* [Exercise aim]:
Put every line of the records below into a numbered list, skipping any blank lines.

(Pointing records)
● ● ● ● ●
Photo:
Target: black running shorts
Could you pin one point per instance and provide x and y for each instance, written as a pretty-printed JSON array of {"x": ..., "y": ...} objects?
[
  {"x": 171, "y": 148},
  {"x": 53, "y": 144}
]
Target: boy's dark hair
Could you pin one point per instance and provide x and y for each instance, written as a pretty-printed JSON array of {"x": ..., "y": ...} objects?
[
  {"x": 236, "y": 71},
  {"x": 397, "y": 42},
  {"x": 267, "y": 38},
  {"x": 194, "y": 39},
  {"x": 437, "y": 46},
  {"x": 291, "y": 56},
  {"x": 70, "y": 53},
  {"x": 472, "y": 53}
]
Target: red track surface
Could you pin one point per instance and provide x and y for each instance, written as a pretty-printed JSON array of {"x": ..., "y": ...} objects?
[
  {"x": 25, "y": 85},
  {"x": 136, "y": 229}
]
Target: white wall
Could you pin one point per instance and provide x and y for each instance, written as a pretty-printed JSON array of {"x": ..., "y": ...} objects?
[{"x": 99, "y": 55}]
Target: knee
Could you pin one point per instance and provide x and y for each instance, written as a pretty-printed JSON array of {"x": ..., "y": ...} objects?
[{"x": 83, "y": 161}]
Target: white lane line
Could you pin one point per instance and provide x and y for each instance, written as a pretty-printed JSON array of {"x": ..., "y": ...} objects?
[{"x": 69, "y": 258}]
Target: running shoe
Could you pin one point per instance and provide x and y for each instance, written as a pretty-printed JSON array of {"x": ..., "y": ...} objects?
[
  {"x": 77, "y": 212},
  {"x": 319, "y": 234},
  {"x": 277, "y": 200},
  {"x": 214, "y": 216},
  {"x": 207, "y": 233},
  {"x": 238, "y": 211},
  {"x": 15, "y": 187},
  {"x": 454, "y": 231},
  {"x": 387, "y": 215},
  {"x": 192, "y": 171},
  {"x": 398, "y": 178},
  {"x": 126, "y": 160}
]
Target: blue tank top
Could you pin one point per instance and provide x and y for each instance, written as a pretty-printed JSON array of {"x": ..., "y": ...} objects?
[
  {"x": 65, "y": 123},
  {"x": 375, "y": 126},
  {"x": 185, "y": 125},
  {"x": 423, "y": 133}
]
● ● ● ● ●
* [Correct answer]:
1. Photo:
2. Target: black running shorts
3. Could you pin one point per instance and provide x and y for each instance, written as a pretty-printed JSON array of {"x": ..., "y": ...} objects?
4. [
5.   {"x": 171, "y": 148},
6.   {"x": 53, "y": 144}
7. ]
8. Target: boy's dark hair
9. Could you pin one point per instance and provide x and y for each instance, written as a pretty-printed JSON array of {"x": ..., "y": ...} objects?
10. [
11.   {"x": 236, "y": 71},
12.   {"x": 397, "y": 42},
13.   {"x": 267, "y": 38},
14.   {"x": 194, "y": 39},
15.   {"x": 437, "y": 46},
16.   {"x": 291, "y": 56},
17.   {"x": 70, "y": 53},
18.   {"x": 472, "y": 53}
19. ]
20. Target: red track surface
21. Could you pin one point per instance and provide x and y for each instance, written as a pretty-printed JSON array of {"x": ..., "y": ...} objects?
22. [
23.   {"x": 25, "y": 85},
24.   {"x": 136, "y": 229}
25. ]
26. Target: white wall
27. Could you pin one point per instance and provide x and y for each instance, written as a pretty-printed JSON array of {"x": ..., "y": ...} objects?
28. [{"x": 99, "y": 55}]
29. Target: knee
30. Could you pin one point per instance and provide x and y for each instance, written as a pretty-printed JSON array of {"x": ..., "y": ...} objects?
31. [{"x": 83, "y": 161}]
32. Target: white lane line
33. Could you pin one point per instance and provide x and y for each instance, written as a pretty-printed JSON array of {"x": ..., "y": ...} objects?
34. [{"x": 69, "y": 258}]
35. Target: running shoe
36. Could you pin one point per instance and provide x and y for each instance, written as a pretty-printed JSON array of {"x": ..., "y": ...} objects?
37. [
38.   {"x": 77, "y": 212},
39.   {"x": 319, "y": 234},
40.   {"x": 277, "y": 200},
41.   {"x": 214, "y": 216},
42.   {"x": 207, "y": 233},
43.   {"x": 238, "y": 211},
44.   {"x": 15, "y": 187},
45.   {"x": 454, "y": 231},
46.   {"x": 387, "y": 215},
47.   {"x": 192, "y": 171},
48.   {"x": 398, "y": 178},
49.   {"x": 126, "y": 160}
50. ]
51. Target: blue tank top
52. Could you pin one point per instance and provide x and y for each instance, written as a pretty-printed JSON array of {"x": ..., "y": ...} objects?
53. [
54.   {"x": 65, "y": 123},
55.   {"x": 375, "y": 126},
56.   {"x": 185, "y": 125},
57.   {"x": 423, "y": 133}
58. ]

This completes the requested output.